> What you will do:
Because the lines must stay identical, write out the data without changing anything.
(Data Opens)
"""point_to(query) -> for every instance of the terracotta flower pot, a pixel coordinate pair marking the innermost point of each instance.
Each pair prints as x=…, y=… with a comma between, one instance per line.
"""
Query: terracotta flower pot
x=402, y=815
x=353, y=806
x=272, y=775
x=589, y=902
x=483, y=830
(Data Closes)
> Result of the task:
"""point_to(query) -> for every instance of the terracotta flower pot, a pixel coordinate pair marking the innermost point of each instance.
Each pair prints as x=…, y=… with a comma between, one instance per line.
"""
Query: terracotta flower pot
x=402, y=815
x=353, y=806
x=272, y=775
x=589, y=902
x=483, y=830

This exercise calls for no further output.